(Extracted data entries)
[BEGIN]
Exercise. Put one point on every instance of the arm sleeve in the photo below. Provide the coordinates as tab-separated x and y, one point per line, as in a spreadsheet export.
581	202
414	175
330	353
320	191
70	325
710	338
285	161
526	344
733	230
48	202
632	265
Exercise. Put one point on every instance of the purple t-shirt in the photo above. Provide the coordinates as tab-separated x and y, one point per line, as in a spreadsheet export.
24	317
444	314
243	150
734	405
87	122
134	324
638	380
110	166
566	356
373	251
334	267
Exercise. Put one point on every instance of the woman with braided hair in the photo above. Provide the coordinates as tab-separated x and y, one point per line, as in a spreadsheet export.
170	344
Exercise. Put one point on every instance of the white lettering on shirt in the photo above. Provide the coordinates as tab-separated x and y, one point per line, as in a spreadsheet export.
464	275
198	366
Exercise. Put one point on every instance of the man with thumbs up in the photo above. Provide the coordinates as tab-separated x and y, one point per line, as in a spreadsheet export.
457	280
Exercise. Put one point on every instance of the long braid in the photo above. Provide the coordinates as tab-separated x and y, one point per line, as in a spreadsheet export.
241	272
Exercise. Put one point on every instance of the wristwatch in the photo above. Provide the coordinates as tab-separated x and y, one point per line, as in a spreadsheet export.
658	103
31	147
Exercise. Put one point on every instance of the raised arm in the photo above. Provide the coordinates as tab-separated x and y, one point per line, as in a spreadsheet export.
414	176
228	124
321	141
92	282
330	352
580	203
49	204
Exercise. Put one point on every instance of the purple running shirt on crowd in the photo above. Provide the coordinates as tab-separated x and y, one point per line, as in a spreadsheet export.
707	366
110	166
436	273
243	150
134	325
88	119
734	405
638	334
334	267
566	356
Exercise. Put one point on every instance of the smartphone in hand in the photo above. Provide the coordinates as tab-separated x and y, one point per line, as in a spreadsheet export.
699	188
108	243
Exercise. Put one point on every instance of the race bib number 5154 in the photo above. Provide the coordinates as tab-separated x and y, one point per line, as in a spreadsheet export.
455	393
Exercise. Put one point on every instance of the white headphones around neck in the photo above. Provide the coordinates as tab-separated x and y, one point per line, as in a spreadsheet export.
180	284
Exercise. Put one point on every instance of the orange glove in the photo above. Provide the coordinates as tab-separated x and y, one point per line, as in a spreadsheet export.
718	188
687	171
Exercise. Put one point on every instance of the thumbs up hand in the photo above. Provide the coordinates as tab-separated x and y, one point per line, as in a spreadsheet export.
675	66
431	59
[END]
• **Directions**
Could you repeat all of the items above, word for word and in the same order?

• **Worked answer**
Exercise. Put one point on every instance of the arm sleeve in the photo below. Provide the coordinates as tab-separated x and y, one point per line, as in a spreadsheet export.
581	202
414	175
330	353
320	191
70	325
710	338
285	161
526	344
733	230
48	202
632	265
Exercise. Put one point on every instance of the purple t-shirt in the photo above. Provide the coordinates as tab-separated x and y, one point per line, as in a spreadsheet export.
24	317
444	314
243	150
734	405
87	122
134	324
638	380
110	166
566	356
373	251
334	267
Exercise. Put one point on every instance of the woman with braided hair in the photo above. Provide the coordinates as tab-separated x and y, one point per line, as in a spreadsheet export.
170	344
Exercise. Put one point on every instance of the white lettering on shirt in the photo above. Provide the coordinates as tab-separated x and y, one point per line, as in a spreadsheet export.
464	275
198	366
Exercise. Put one point on every instance of the man with thumbs up in the photo above. Provide the coordinates as tab-separated x and y, one point per line, as in a spreadsheet export.
457	280
Exercise. Put one point on every instance of the long braid in the photo above. Provide the coordinates as tab-separated x and y, one point per line, as in a spreadsheet export.
241	272
Exercise. Put one point on every instance of the wristwatch in the photo above. Provide the coordinates as tab-separated x and y, one point per line, as in a spreadsheet export.
658	103
31	147
Exercise. Put one point on every instance of the raised arm in the photo above. Provide the coordinates as tab-separated x and y, one point per line, as in a spreadsheet export.
414	176
228	124
321	141
92	282
330	352
580	203
49	204
Exercise. Put one point on every instance of the purple running shirt on crowd in the photo above. Provide the coordinates as tab-separated x and y, one point per line, as in a spreadsheet export.
707	366
110	166
436	273
243	150
134	325
88	119
734	405
638	334
334	267
566	356
Exercise. Put one point on every instance of the smartphone in hand in the photo above. Provide the coordinates as tab-separated x and y, one point per line, as in a spreadsheet export.
699	188
108	243
Exercise. Put one point on every instance of the race bib number 5154 in the photo above. Provide the coordinates as tab-separated x and y, one point per line, as in a spreadsheet export.
455	393
Exercise. Put one point on every instance of the white headphones around neck in the photo above. Provide the coordinates as tab-separated x and y, one point per line, as in a spreadsheet export.
180	284
Exercise. Put one point on every instance of the orange glove in the photo above. Provide the coordinates as tab-separated x and y, one point per line, as in a spreadsheet export.
718	188
687	171
Exercise. Put one point on every instance of the thumbs up hand in the photo above. Provide the coordinates as tab-separated x and y, one point per line, as in a spreadsheet export.
675	66
431	59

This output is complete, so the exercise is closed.